• [Provided data]:
◇ ◇ ◇ ◇

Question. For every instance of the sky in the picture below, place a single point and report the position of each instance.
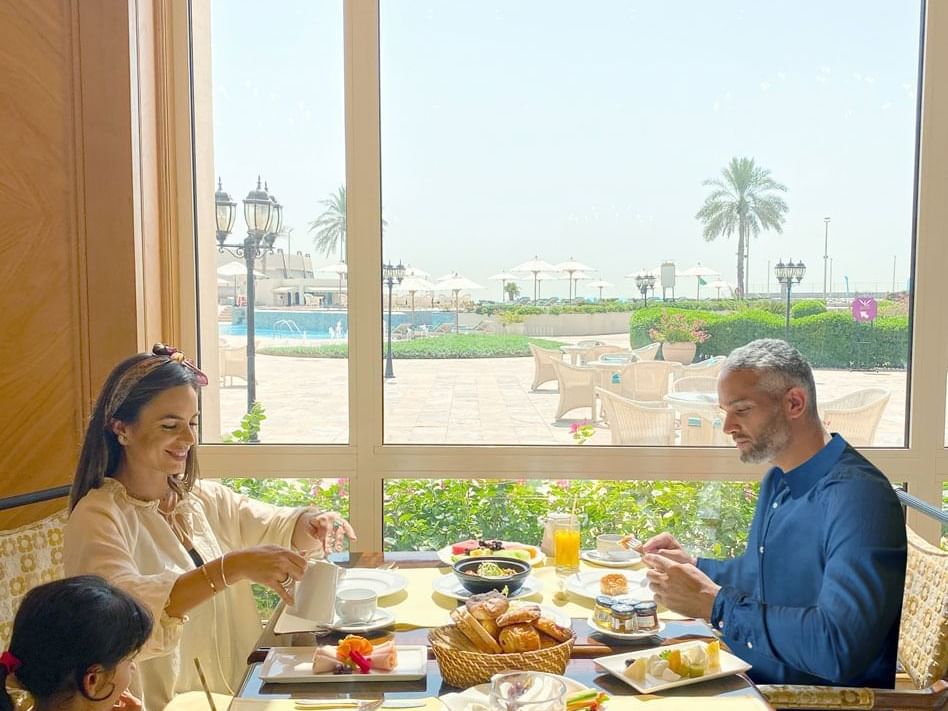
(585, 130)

◇ ◇ ◇ ◇

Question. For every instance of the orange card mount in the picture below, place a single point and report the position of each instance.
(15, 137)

◇ ◇ ◇ ◇

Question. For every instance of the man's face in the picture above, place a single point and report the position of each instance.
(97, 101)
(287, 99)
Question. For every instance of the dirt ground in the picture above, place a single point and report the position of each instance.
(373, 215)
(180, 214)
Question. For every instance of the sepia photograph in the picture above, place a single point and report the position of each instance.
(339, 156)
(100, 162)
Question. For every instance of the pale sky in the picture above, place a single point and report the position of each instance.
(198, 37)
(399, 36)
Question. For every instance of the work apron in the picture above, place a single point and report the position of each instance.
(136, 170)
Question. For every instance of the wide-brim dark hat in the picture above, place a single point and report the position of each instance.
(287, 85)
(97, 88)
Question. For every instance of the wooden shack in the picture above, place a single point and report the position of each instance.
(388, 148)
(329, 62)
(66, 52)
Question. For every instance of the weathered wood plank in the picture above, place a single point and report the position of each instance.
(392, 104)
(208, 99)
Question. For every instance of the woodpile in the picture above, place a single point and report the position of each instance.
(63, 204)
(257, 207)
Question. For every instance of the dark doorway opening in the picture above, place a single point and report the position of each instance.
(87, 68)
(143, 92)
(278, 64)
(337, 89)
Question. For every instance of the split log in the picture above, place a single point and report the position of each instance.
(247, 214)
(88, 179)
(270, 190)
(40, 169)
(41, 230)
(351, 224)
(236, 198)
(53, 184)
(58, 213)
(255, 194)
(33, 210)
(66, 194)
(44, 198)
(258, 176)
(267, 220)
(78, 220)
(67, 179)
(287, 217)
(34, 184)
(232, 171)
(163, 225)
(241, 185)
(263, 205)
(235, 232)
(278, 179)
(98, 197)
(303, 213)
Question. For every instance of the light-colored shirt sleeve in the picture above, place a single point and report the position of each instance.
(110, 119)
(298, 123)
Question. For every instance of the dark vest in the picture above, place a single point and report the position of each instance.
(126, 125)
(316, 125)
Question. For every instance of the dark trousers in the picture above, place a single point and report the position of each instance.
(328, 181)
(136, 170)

◇ ◇ ◇ ◇

• [Do this]:
Determine how many lines of the entries above contain the word "dark". State only the number.

• [Response to this exercise]:
4